**WHAT YOU NEED TO DO**
Copy all entries verbatim and keep any pictures out of the copy.

**EXTRACTED ENTRIES**

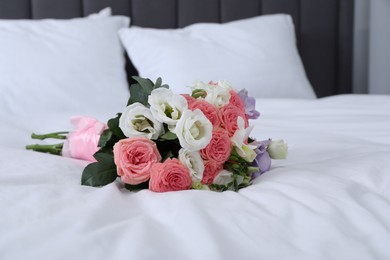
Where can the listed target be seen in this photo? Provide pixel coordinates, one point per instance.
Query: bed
(328, 200)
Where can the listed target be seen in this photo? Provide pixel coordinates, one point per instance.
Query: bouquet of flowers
(164, 141)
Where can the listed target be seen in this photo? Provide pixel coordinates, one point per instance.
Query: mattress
(330, 199)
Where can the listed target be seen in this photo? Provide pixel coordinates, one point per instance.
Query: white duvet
(329, 200)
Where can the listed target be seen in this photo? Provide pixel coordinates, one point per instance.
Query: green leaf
(168, 136)
(105, 158)
(140, 91)
(138, 95)
(158, 83)
(141, 186)
(98, 174)
(113, 125)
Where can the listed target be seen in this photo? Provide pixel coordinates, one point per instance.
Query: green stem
(46, 148)
(56, 135)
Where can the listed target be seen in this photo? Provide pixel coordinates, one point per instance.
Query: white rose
(218, 96)
(137, 120)
(193, 130)
(246, 151)
(277, 149)
(167, 107)
(224, 177)
(194, 163)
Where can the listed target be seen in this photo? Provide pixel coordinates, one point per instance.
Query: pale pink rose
(170, 175)
(236, 100)
(210, 111)
(229, 114)
(134, 157)
(211, 169)
(219, 148)
(82, 143)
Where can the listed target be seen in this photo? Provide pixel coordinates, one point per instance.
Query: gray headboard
(324, 27)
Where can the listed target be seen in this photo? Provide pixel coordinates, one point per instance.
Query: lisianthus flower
(82, 143)
(167, 107)
(194, 163)
(137, 120)
(215, 94)
(134, 158)
(250, 104)
(239, 140)
(193, 130)
(171, 175)
(210, 111)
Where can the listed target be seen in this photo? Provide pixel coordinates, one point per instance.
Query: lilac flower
(262, 160)
(250, 104)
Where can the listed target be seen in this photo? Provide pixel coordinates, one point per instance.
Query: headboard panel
(323, 27)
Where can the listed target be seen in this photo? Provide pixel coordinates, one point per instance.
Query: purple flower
(250, 104)
(262, 160)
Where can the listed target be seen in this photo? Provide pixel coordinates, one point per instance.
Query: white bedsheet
(329, 200)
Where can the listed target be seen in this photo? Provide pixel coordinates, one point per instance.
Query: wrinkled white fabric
(330, 199)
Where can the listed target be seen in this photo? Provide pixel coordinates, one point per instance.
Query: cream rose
(167, 107)
(193, 130)
(194, 163)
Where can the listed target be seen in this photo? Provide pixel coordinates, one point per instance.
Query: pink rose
(83, 142)
(134, 157)
(210, 111)
(219, 148)
(211, 169)
(229, 114)
(189, 99)
(236, 100)
(170, 175)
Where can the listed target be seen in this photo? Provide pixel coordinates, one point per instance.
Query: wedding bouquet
(164, 141)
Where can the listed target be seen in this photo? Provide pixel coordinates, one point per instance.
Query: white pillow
(59, 65)
(258, 54)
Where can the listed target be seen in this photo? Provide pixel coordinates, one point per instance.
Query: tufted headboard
(324, 27)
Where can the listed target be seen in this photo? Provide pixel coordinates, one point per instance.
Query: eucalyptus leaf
(168, 136)
(113, 125)
(105, 137)
(105, 158)
(141, 186)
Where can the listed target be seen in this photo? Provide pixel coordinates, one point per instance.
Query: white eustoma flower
(223, 177)
(193, 130)
(277, 149)
(137, 120)
(194, 163)
(167, 107)
(218, 94)
(246, 151)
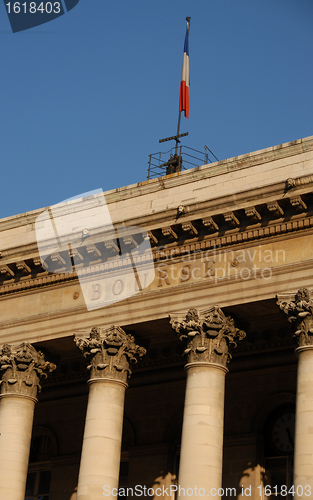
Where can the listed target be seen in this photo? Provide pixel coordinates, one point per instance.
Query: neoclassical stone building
(197, 376)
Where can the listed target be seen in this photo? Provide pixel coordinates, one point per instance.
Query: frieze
(210, 335)
(14, 283)
(109, 352)
(21, 368)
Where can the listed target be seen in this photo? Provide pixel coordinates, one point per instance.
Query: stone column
(21, 368)
(109, 353)
(209, 336)
(299, 309)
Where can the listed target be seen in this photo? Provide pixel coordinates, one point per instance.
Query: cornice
(292, 214)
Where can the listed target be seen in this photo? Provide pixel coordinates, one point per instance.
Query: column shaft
(303, 461)
(101, 453)
(16, 421)
(202, 436)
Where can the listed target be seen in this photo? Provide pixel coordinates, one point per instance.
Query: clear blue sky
(85, 98)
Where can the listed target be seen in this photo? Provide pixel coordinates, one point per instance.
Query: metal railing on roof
(158, 162)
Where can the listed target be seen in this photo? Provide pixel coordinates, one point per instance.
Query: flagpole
(178, 127)
(179, 114)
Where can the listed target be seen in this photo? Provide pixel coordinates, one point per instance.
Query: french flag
(184, 84)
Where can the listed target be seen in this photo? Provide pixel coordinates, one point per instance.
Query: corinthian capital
(209, 334)
(110, 352)
(21, 368)
(299, 310)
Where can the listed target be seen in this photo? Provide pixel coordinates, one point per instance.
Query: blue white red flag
(184, 84)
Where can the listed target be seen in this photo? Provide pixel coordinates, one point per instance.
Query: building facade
(176, 361)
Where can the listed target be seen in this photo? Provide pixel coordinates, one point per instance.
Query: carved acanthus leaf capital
(21, 368)
(299, 310)
(109, 352)
(209, 334)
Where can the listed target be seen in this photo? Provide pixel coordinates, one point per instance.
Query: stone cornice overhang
(279, 152)
(237, 219)
(36, 277)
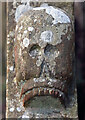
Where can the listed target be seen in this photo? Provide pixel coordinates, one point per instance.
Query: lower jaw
(42, 92)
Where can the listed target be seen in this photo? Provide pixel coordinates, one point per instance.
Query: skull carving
(44, 50)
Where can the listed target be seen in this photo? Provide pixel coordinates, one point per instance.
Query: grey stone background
(81, 79)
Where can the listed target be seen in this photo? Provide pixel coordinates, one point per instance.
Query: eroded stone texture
(43, 55)
(44, 51)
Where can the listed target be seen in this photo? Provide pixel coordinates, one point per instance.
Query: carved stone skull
(44, 50)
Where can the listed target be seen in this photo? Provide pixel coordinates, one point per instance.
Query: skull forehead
(37, 26)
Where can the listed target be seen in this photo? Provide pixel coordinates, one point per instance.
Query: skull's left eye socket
(34, 51)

**RESULT**
Where can the listed target be seen in this photo? Provide pixel coordinates, one point per instance.
Query: bed
(328, 200)
Where can the listed target be seen in this photo? Provide pixel coordinates, one point per instance.
Query: bouquet of flowers
(164, 141)
Where can the listed target be seen in this photo? Provide pixel coordinates, one point per instance.
Query: mattress
(330, 199)
Where can the listed target be seen in this photo? Provide pixel coordinates, one point per instance.
Query: white duvet
(329, 200)
Where can the listed target be seen in this photo? Provide pixel coordinates, one point per instance.
Query: green leaf
(168, 136)
(105, 158)
(140, 91)
(138, 95)
(158, 83)
(141, 186)
(98, 174)
(113, 125)
Where can the listed target be seen in this photo? Provide pixel coordinates, one point per instance.
Query: green stem
(46, 148)
(56, 135)
Where can the listed target be seen in this photo? Provide pixel coordinates, one point per instance.
Query: white rose
(218, 96)
(137, 120)
(193, 130)
(246, 151)
(277, 149)
(167, 107)
(224, 177)
(194, 163)
Where can the listed target be seen in this photo? Provide pixel coordinates, one point per instance.
Query: pale pink rose
(170, 175)
(236, 100)
(210, 111)
(229, 114)
(134, 157)
(211, 169)
(219, 148)
(82, 143)
Where can the listed target be seen in this photo? Provide pixel coordinates, one point per instance.
Query: gray headboard
(324, 27)
Where can the listed target be seen in this photo? Provide pixel coordinates, one point per instance.
Query: lisianthus flower
(82, 143)
(167, 107)
(194, 163)
(137, 120)
(215, 94)
(134, 158)
(250, 104)
(239, 140)
(193, 130)
(171, 175)
(210, 111)
Where can the listed target be seen in this photo? Provide pixel coordinates, one point per instance.
Query: lilac flower
(262, 160)
(250, 104)
Where can the listed target be seen in this photo? Provide pixel coordinates, one point per instance.
Query: headboard panel
(323, 27)
Where can the listed target be seen in this photo? Provide pixel coordinates, one point per instance.
Query: purple flower
(250, 104)
(262, 160)
Where can the listed target be seen in this photo? Provide pixel coordinates, one point per instance.
Query: white bedsheet
(329, 200)
Where can the listed target be seen in this photo? Provide pixel coordinates, one point per instance.
Query: wrinkled white fabric
(330, 199)
Where can the listed target be seen in this photo? Provide pixel coordinates, one point per instance.
Query: cream rose
(167, 107)
(193, 130)
(194, 163)
Where can the listed target be seen in this photo? Provide pixel coordinates, one point per instance.
Query: pink rose
(83, 142)
(134, 157)
(210, 111)
(219, 148)
(211, 169)
(229, 114)
(189, 99)
(236, 100)
(170, 175)
Where can the listed target be seen in this photo? Provide pixel coordinates, one point per instance.
Query: wedding bouquet
(164, 141)
Where can the listed target be seen in this photo? Provide pixel coordinates, one point per instance.
Query: white pillow
(59, 65)
(258, 54)
Where can the listed target be seen in this photo? Provide pixel coordinates, one point per instance.
Query: tufted headboard
(324, 27)
Where can the listed target be seen in this photo? Provide pixel coordinates, one point per instance.
Query: eucalyptus leaf
(168, 136)
(113, 125)
(105, 137)
(105, 158)
(141, 186)
Where can the listed target be seen in this photo? Provide pixel coordinates, one point per instance.
Query: white eustoma flower
(223, 177)
(193, 130)
(277, 149)
(137, 120)
(194, 163)
(167, 107)
(218, 94)
(246, 151)
Where can the listed target be seen in this photo? Provide pixel coordinates, one point per instance.
Query: neoclassical stone building
(197, 376)
Where can the listed target be seen in this photo? Provide pixel coordinates, one point per instance.
Query: frieze
(210, 335)
(14, 283)
(109, 352)
(21, 368)
Where can the listed target be seen in this photo? Provide pixel coordinates, one point per instance.
Query: stone column
(21, 368)
(109, 353)
(209, 336)
(299, 309)
Where can the listed target be seen in this photo? Provide pixel coordinates, one point per instance.
Query: cornice
(292, 214)
Where can the listed target be seen in this photo? Provide pixel coordinates, one point per instance.
Query: column shaft
(303, 461)
(101, 453)
(16, 421)
(202, 436)
Where can the listed target be seen in this photo? Provide pixel coordinates, one point per instance.
Query: clear blue sky
(85, 98)
Where can the listed target be seen in this photo? Provide pixel coordinates, one point per instance.
Query: metal railing on roof
(158, 162)
Where can the listed target be seen in this photo? Provide pixel coordinates, one point per instance.
Query: flagpole
(178, 127)
(179, 114)
Where can the listed target be seen in this photo? Provide pixel coordinates, one point per instance.
Query: french flag
(184, 84)
Where can the listed target be seen in this photo? Provide pixel coordinates, one point per instance.
Query: corinthian capital
(209, 334)
(110, 352)
(21, 368)
(299, 310)
Where can the listed target be seen in this photo? Provide pixel coordinates, one point per instance.
Query: blue white red flag
(184, 84)
Where can the listed target be seen in this photo? Provide pixel coordinates, one point per instance.
Query: building facade
(176, 361)
Where can the listed target be seen in this photo? Provide pixel coordinates, one point per instance.
Query: carved acanthus leaf capital
(21, 368)
(299, 310)
(109, 352)
(209, 334)
Where can the listed target be seen in this photo? Provide pixel coordinates, one point per instance.
Query: stone cornice overhang
(279, 152)
(237, 219)
(36, 277)
Where can the listed target be seen in this photo? Provide pixel coordinates, one point per instance.
Query: lower jaw
(42, 92)
Where can the listed target be seen in this photo? Provide pixel coordinates, one point per instance.
Query: skull carving
(44, 50)
Where can the listed target be seen in this photo? Provide pixel coordinates, one point per instance.
Query: grey stone background
(81, 79)
Where can the listed target be seen in this photo? Provide pixel coordinates, one point per instance.
Query: eroded stone texture
(43, 55)
(44, 51)
Where can the listed target be seen in this photo? Provide pixel coordinates, one point per instance.
Query: carved stone skull
(44, 50)
Where can the listed target be seen in this photo? Provide pixel coordinates, one point per instance.
Query: skull forehead
(37, 26)
Where can the listed target be seen in this photo? Provide pixel coordinates, one point per instance.
Query: skull's left eye socket
(34, 51)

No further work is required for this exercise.